**** DATA UNDER STUDY ****

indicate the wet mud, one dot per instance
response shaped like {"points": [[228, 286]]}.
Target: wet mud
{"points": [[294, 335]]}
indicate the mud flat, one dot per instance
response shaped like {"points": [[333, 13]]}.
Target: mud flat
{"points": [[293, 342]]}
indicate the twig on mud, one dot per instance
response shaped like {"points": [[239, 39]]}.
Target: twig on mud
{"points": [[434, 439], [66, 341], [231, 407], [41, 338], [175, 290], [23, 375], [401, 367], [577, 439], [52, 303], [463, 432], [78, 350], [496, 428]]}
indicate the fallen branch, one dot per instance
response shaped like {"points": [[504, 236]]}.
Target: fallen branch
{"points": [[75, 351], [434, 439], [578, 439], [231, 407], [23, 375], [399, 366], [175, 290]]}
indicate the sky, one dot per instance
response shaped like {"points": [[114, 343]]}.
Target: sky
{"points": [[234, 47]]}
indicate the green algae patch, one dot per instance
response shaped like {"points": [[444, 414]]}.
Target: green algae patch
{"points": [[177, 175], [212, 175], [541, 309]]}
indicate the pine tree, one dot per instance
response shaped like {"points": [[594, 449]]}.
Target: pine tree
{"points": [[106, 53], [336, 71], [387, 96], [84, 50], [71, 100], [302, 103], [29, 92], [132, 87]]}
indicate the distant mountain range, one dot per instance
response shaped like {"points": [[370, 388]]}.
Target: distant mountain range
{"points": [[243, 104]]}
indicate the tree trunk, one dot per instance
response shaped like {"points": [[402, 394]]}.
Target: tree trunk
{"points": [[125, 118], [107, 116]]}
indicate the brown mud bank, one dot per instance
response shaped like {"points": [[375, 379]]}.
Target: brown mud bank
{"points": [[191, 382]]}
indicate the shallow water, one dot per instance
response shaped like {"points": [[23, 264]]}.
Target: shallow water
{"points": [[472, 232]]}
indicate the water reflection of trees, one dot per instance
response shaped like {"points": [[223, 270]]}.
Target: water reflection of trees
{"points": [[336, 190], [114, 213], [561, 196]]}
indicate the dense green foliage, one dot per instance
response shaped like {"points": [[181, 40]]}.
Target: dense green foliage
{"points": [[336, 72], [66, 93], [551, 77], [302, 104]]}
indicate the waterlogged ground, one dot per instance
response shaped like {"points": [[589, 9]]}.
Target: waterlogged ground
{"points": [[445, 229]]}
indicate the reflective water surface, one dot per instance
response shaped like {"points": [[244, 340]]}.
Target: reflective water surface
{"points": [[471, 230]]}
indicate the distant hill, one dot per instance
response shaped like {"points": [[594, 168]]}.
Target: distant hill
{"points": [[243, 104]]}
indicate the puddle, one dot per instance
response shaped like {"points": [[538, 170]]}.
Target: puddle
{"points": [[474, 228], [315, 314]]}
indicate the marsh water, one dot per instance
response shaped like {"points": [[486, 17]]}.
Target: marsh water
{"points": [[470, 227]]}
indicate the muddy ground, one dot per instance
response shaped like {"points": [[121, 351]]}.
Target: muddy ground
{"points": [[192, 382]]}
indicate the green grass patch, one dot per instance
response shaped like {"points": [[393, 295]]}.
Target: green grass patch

****

Which lines in the records above include the word "grass"? Copy them out.

◆ RESPONSE AREA
indicate the green grass patch, one dot per instance
Target: green grass patch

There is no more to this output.